* **Exercise passage**:
- - - -

In certain cases, intimate partners waited to share their stories and explain the circumstances in which they found themselves. After disclosure though, they discovered that people began to offer empathy and expressed a willingness to support.

At work, she [the intimate partner] pinned a leaflet to the wall stating that her husband was palliative. After, you could see that a lot of customers were suddenly startled and much friendlier towards her. People that are otherwise very strict and rigid now showed empathy and became involved. It all feels strange but I think that’s very comforting to her. (SN3-P1)

COVID-19 measures can lead to overly cautious behavior

All interviews were conducted during the COVID-19 pandemic. The fear of infecting the patient and the measures in force at that time resulted in extremely careful behavior and avoiding all physical contact.

- - - -

* **Required action 1**:
Please decide whether each statement agrees with the passage about intimate partners, answering yes or no and quoting the words of the passage that settle it. (a) All interviews took place during the COVID-19 pandemic. (b) The leaflet was pinned to a wall at the partner's home. (c) After seeing the leaflet, many customers became less friendly toward her.
* **Required action 2**:
According to the passage about intimate partners, what did the leaflet state?
* **Required action 3**:
Write out the passage about intimate partners between "All interviews were" and "all physical contact.", inclusive.

- - - -

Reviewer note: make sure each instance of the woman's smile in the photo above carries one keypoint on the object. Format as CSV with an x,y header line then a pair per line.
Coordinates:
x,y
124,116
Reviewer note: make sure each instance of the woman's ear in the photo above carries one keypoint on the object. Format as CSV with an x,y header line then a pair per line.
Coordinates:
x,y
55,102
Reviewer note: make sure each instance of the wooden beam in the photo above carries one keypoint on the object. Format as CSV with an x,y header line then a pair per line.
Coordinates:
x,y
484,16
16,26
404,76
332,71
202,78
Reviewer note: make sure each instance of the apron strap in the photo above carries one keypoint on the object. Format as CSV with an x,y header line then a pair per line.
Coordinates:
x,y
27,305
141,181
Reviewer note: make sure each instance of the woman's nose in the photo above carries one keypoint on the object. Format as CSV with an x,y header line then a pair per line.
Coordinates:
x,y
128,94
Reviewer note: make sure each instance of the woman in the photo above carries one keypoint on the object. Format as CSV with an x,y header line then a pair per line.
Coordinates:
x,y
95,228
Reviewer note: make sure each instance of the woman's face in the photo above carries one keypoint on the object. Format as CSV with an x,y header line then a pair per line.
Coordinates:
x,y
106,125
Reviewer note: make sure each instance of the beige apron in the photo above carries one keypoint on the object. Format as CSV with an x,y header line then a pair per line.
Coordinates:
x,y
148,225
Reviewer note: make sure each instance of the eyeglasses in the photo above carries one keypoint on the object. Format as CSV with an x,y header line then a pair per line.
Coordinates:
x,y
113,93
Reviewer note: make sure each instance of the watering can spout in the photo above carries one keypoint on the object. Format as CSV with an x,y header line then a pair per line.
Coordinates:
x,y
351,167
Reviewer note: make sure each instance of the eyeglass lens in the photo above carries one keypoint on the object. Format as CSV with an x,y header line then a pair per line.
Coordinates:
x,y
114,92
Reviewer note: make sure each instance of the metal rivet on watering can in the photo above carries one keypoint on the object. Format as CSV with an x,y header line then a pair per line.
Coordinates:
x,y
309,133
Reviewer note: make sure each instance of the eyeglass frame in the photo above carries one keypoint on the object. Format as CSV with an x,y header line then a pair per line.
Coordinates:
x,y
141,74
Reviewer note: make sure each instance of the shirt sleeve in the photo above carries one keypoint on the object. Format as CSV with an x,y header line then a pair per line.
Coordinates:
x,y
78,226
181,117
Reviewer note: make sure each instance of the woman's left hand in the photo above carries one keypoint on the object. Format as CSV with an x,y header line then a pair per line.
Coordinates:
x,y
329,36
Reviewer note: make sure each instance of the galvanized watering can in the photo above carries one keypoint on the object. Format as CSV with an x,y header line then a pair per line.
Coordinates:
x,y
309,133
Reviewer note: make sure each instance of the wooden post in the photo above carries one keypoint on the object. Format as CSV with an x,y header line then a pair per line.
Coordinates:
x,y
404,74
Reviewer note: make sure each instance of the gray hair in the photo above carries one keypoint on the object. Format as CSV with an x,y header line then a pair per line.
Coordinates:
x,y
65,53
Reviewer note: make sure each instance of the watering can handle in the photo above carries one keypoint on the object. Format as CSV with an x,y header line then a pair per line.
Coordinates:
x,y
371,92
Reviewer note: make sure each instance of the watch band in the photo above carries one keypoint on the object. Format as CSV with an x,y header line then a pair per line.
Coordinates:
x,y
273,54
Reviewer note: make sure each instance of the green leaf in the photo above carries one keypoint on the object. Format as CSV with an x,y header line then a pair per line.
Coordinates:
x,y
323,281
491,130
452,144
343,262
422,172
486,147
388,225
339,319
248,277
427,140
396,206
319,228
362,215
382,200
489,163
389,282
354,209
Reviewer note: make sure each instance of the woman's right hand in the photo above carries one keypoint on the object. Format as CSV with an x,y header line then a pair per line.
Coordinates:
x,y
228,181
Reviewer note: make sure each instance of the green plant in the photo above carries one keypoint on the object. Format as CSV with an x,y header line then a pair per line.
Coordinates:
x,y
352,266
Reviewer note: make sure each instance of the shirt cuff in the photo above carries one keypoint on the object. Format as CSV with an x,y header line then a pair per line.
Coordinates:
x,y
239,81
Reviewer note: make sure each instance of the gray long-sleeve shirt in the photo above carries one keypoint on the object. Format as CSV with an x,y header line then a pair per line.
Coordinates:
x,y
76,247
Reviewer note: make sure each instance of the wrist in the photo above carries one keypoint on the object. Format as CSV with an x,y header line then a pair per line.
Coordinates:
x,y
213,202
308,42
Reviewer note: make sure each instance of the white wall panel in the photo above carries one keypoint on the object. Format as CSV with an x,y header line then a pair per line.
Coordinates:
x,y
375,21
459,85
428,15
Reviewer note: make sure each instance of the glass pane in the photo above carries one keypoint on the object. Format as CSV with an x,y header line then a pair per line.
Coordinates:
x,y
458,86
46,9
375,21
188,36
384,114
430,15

- - - -

* **Answer space 1**:
(a) Yes: "All interviews were conducted during the COVID-19 pandemic."
(b) No: "At work, she [the intimate partner] pinned a leaflet to the wall"
(c) No: "a lot of customers were suddenly startled and much friendlier towards her"

* **Answer space 2**:
It stated that her husband was palliative.

* **Answer space 3**:
All interviews were conducted during the COVID-19 pandemic. The fear of infecting the patient and the measures in force at that time resulted in extremely careful behavior and avoiding all physical contact.